Every record below must be returned exactly as it was received.

BEGIN

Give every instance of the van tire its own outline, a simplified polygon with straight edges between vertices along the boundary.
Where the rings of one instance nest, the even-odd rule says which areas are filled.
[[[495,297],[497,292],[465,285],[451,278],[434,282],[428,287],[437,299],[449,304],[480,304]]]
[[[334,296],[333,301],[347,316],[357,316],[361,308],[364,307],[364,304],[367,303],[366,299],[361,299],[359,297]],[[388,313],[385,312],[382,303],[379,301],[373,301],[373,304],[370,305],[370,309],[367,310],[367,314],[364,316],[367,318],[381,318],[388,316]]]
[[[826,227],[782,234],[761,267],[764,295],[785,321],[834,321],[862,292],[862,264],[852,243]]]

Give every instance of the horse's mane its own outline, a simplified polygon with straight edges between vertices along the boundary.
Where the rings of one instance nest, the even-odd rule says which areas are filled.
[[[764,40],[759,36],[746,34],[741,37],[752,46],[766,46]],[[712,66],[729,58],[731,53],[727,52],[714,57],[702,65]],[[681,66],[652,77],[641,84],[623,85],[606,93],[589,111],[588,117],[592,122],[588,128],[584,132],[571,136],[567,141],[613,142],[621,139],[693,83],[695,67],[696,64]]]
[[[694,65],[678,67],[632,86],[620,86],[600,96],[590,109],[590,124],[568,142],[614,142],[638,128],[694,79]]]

END

■ Answer for this exercise
Give every instance of the van tire its own outline, a simplified polygon with straight edges between vertices along the boundary.
Where the rings of one instance nest, the even-odd rule says which areas are filled.
[[[495,297],[497,292],[465,285],[451,278],[434,282],[428,287],[437,299],[449,304],[480,304]]]
[[[334,296],[333,301],[347,316],[357,316],[361,308],[364,307],[364,304],[367,303],[366,299],[361,299],[359,297]],[[388,313],[385,312],[382,303],[379,301],[373,301],[373,304],[370,305],[370,309],[367,310],[367,314],[364,316],[367,318],[381,318],[388,316]]]
[[[826,227],[782,234],[761,267],[764,295],[785,321],[834,321],[862,292],[862,264],[852,243]]]

Give every instance of the horse's mane its own outline, a simplified polygon with straight edges between vertices along the boundary.
Where the rings of one instance nest, the even-odd rule says which areas are filled.
[[[764,40],[759,36],[746,34],[741,37],[752,46],[766,46]],[[712,66],[729,58],[731,53],[727,52],[714,57],[702,65]],[[681,66],[652,77],[641,84],[623,85],[606,93],[589,111],[588,117],[592,122],[588,128],[584,132],[571,136],[567,141],[613,142],[621,139],[693,83],[695,67],[696,64]]]
[[[694,65],[678,67],[632,86],[620,86],[600,96],[590,109],[590,124],[568,142],[614,142],[638,128],[694,79]]]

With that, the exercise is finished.